## WHAT TO PRODUCE
Beneath this line are the data; copy exactly the part of them that opens with the line containing "Target: black metal fence" and closes with the line containing "written like (19,114).", and only that part.

[Natural-language object grounding data]
*** Begin section ***
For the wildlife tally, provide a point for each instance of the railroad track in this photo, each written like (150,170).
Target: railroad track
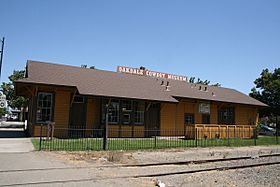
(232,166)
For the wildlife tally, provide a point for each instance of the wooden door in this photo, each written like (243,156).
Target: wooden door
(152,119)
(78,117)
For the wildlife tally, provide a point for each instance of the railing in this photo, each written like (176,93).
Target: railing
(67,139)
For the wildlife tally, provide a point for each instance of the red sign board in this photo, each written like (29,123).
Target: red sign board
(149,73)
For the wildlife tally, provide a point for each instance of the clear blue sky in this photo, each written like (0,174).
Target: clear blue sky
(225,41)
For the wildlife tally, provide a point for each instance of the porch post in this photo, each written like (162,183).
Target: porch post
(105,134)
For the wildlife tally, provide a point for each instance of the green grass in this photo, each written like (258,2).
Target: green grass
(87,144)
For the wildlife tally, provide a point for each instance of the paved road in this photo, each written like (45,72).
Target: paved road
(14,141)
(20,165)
*** End section ***
*** Begin section ***
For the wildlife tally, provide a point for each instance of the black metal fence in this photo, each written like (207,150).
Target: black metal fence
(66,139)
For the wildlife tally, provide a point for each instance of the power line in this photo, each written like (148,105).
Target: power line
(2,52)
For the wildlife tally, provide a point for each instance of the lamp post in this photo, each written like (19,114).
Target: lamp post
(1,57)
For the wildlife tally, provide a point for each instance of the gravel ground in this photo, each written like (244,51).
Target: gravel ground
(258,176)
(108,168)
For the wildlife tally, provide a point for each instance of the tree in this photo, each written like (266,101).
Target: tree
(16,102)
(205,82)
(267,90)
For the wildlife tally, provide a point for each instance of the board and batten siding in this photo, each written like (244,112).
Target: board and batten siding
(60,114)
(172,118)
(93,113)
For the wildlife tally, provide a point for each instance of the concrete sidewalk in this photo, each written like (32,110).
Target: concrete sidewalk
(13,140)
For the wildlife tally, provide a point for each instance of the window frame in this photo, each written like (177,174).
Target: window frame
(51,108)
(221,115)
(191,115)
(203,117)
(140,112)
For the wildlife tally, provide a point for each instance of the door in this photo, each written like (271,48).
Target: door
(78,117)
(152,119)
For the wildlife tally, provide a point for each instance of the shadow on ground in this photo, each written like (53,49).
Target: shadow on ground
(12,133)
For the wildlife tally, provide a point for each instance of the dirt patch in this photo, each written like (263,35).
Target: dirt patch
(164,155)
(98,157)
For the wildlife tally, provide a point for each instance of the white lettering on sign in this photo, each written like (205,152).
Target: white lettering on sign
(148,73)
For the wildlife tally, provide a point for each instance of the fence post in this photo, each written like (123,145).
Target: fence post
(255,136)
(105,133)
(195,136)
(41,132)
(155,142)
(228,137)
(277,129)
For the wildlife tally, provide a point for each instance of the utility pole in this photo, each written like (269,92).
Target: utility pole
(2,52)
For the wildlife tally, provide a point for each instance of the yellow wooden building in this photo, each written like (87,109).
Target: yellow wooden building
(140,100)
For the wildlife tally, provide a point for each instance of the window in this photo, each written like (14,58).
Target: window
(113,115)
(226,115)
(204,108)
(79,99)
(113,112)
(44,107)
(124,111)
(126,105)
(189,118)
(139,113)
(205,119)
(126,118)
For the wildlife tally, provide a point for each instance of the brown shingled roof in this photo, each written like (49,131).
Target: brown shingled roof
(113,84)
*** End section ***
## ANSWER TO THIS TASK
Target: black metal fence
(66,139)
For the wildlife tally, provide a point for each instance of the power line in this photo, each written like (148,105).
Target: power line
(2,52)
For the wildlife tally, provide a point for each instance of the lamp post in this photo, each written like (19,114).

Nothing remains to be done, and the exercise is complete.